Remarks
by James Howard Kunstler
at the meeting of The Second
Vermont Republic
October 28, 2005
When we think about the destiny of our land,
there are a few questions we might ask:
What do we mean by 'our land?'
What has been holding it together?
Who are we?
And who will we become?
For about 210 years we have been a federal
democratic republic composed of more than a few states, eventually adding up
to fifty. At times, the citizen's identity has shifted from allegiance to a
particular state to the republic as a whole - as when Robert E. Lee, for
instance, famously declared that he was first a citizen of Virginia.
Lately the tendency has been for citizens to
think of themselves first as Americans, and secondarily as New Yorkers or
Virginians or Vermonters.
What has held us together - at least since
the convulsion of the Civil War - is a common culture and especially the
common enterprise of a great industrial economy.
For much of our history, including the first
half of the 20th century, we were a resourceful, adaptive, generous, brave,
forward-looking people who believed in earnest effort, who occupied a
beautiful landscape full of places worth caring about and worth defending.
Since then, lost in raptures of easy
motoring, fried food, incessant infotainment, and desperate moneygrubbing, we became a nation of overfed clowns who
believed that it was possible to get something for nothing, who ravaged the
landscape in an orgy of wanton carelessness, who believed they were entitled
to lives of everlasting comfort and convenience, no matter what, and expected
the rest of the world to pay for it. We even elected a vice-president who
declared that this American way of life was non-negotiable.
We now face the most serious challenge to
our collective identity, economy, culture, and security since the Civil War. The
end of the cheap fossil fuel era will change everything about how we live in
this country. It will challenge all of our assumptions. It will compel us to
do things differently - whether we like it or not.
We are at or near the all-time maximum
global oil production peak. We do not have to run out of oil to find
ourselves in trouble. When world demand for oil exceeds the world's ability
to produce oil, all the complex systems we depend on will de-stabilize.
Everything from national chain retail, to
the Archer Daniel Midland Cheez Doodle and Pepsi
model of agriculture, to the arrangements for heating our homes and lighting
our cities will begin to wobble. Some of these things will fail us and begin
to change our lives.
At the same time, we will be tempted to join
a worldwide scramble for the world's remaining oil - most of which belongs to
countries whose people don't like us - and the nature of this contest may be
very violent.
Our suburbs will prove to be a huge
liability.
They represent the greatest misallocation of resources in the history of the
world.
The project of suburbia
represent a set of tragic choices because it is a living arrangement
with no future. And that future is now here in the form of the peak oil
predicament.
Because they have no future, our suburbs
entail a powerful psychology of previous investment that will prevent us from
even thinking about reforming them or letting go of them. That's why
vice-president Cheney said the American way of life is non negotiable.
There will be a great battle to preserve the
supposed entitlements to suburbia and it will be an epochal act of futility,
a huge waste of effort and resources that might have been much better spent
in finding new ways to carry on an American civilization.

### Problems to solve
1. According to the remarks on peak oil, for about how many years has the country been a federal democratic republic?
2. Copy a passage from the remarks on peak oil word for word, beginning at the words "The project of" and ending after the words "an American civilization.".
3. Carry on the remarks on peak oil from their final sentence.

(Coordinate labeling data)
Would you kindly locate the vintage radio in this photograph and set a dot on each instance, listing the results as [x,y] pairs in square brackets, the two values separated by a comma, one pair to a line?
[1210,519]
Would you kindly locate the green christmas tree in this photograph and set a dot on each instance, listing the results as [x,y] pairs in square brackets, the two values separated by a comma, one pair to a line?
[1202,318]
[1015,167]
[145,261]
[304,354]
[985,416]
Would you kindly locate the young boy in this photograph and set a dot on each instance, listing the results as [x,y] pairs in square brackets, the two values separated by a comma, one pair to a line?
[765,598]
--
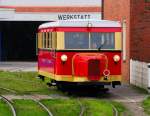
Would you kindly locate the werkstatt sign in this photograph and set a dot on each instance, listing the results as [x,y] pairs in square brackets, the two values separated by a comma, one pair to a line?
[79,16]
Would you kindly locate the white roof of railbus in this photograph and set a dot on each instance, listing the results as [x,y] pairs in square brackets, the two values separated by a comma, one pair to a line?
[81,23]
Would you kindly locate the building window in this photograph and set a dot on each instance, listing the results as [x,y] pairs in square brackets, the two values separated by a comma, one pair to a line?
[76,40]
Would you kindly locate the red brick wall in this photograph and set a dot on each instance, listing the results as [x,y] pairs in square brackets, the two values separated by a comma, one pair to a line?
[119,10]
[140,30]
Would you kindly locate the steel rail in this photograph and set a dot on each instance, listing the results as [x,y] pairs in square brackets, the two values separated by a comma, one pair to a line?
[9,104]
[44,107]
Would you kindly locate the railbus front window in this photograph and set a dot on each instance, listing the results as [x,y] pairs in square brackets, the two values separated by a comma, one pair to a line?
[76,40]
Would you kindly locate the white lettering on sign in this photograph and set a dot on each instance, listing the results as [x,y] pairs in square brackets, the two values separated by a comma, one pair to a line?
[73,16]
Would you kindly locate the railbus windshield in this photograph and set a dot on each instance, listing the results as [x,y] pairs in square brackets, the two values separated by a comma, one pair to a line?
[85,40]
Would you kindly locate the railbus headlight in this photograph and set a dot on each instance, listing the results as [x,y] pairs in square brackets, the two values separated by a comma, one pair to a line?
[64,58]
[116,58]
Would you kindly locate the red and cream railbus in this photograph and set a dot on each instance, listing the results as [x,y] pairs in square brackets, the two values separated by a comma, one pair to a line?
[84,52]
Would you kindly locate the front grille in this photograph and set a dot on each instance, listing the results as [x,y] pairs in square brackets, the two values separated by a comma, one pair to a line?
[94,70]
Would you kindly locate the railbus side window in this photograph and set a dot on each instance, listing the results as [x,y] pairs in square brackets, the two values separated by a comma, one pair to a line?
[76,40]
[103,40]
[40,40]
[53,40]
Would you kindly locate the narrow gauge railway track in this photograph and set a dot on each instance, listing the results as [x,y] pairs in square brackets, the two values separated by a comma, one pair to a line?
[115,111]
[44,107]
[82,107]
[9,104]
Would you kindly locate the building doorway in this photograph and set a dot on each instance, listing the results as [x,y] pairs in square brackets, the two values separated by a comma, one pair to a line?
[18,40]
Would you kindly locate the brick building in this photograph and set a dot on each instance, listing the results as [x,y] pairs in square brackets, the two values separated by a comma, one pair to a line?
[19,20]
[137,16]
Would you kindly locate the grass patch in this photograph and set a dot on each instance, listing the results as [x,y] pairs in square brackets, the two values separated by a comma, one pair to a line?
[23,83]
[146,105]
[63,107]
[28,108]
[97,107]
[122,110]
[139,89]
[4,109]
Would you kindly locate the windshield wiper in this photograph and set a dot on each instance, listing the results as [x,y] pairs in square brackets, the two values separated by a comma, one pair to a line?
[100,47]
---
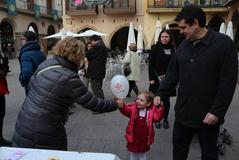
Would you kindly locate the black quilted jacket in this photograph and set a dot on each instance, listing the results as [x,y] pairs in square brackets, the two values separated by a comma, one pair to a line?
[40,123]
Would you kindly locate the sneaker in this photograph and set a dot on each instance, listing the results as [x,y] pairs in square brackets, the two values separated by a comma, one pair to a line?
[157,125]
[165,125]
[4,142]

### Results for the exercise
1. About 210 years.

2.
The project of suburbia
represent a set of tragic choices because it is a living arrangement
with no future. And that future is now here in the form of the peak oil
predicament.
Because they have no future, our suburbs
entail a powerful psychology of previous investment that will prevent us from
even thinking about reforming them or letting go of them. That's why
vice-president Cheney said the American way of life is non negotiable.
There will be a great battle to preserve the
supposed entitlements to suburbia and it will be an epochal act of futility,
a huge waste of effort and resources that might have been much better spent
in finding new ways to carry on an American civilization.

3.
We might, for instance, have invested in restoring
our national railroad system, which we will need desperately, because no
other project we might undertake would have such a profoundly positive impact
on our oil consumption.
But instead we will try desperately to make
cars that get better mileage, so we can continue being car dependent and
continue building out and elaborating the infrastructure for a living
arrangement with no future - the subdivisions of the McHouses,
the strip malls, the big box pods, the deployments of hamburger shacks and
pizza huts.
In the service of defending suburbia, the
American public may turn to political maniacs, who will promise to make the
country just like it was in 1997, before we started having all these
problems.
In the course of this long emergency we
face, life and politics are apt to become profoundly local. Many of my
friends wring their hands over George W. Bush, whom they regard as the second
coming of Adolf Hitler and who think the Federal government will regulate
every inch of their lives. I tell them, in the long emergency the Federal
government will be impotent and ineffectual - just as they were after
Hurricane Katrina - and that the Federal government will be lucky if they can
answer the phones five years from now, let alone regulate anybody's life.
I tell them, life in America is
going to become profoundly and intensely local, and it will be the local
politicians you'll have to worry about.
American life will become intensely and
profoundly local because the complex systems that hold this nation together
are going to fail.
We will have to grow a lot more of our food
in the regions where we live. That won't be easy. A lot of our best ag land close to our towns and cities has been paved
over. A lot of knowledge has been lost.
We are going to have to reconstruct local
economies, local networks of interdependency - and that will not be easy
given the methodical destruction of economic infrastructure to our
communities by Walmart and the rest of the national
chain companies over the past forty years.
As these severe challenges arise, different
regions of the United
States will cope differently.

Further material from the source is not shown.